I am attempting to submit a job for training in ML-Engine using gcloud but am running into an error with service account permissions that I can't figure out. The model code exists on a Compute Engine instance from which I am running gcloud ml-engine jobs submit
as part of a bash script. I have created a service account ([email protected]) for gcloud authentication on the VM instance and have created a bucket for the job and model data. The service account has been granted Storage Object Viewer and Storage Object Creator roles for the bucket and the VM and bucket all belong to the same project.
When I try to submit a job per this tutorial, the following are executed:
time_stamp=`date +"%Y%m%d_%H%M"`
job_name='ObjectDetection_'${time_stamp}
gsutil cp object_detection/samples/configs/faster_rcnn_resnet50.config
gs://[bucket-name]/training_configs/faster-rcnn-resnet50.${job_name}.config
gcloud ml-engine jobs submit training ${job_name} \
--project [project-name] \
--runtime-version 1.12 \
--job-dir=gs://[bucket-name]/jobs/${job_name} \
--packages dist/object_detection-0.1.tar.gz,slim/dist/slim-0.1.tar.gz,/tmp/pycocotools/pycocotools-2.0.tar.gz \
--module-name object_detection.model_main \
--region us-central1 \
--config object_detection/training-config.yml \
-- \
--model_dir=gs://[bucket-name]/output/${job_name}} \
--pipeline_config_path=gs://[bucket-name]/training_configs/faster-rcnn-resnet50.${job_name}.config
where [bucket-name] and [project-name] are placeholders for the bucket created above and the project it and the VM are contained in.

++++++++++++++++++++

• What is needed: Decide whether each statement agrees with the post about submitting an ML-Engine training job: 1. The service account was given the Storage Object Admin role for the bucket. 2. The VM and the bucket are in the same project. 3. The job is submitted with runtime version 1.12. Answer yes or no for each, quoting the words of the post that settle it.

• Available data:
++++++++++++++++++++

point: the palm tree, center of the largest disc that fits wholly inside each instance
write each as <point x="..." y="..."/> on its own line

++++++++++++++++++++

• Finished exercise:
1. No: "The service account has been granted Storage Object Viewer and Storage Object Creator roles for the bucket"
2. Yes: "the VM and bucket all belong to the same project"
3. Yes: "--runtime-version 1.12"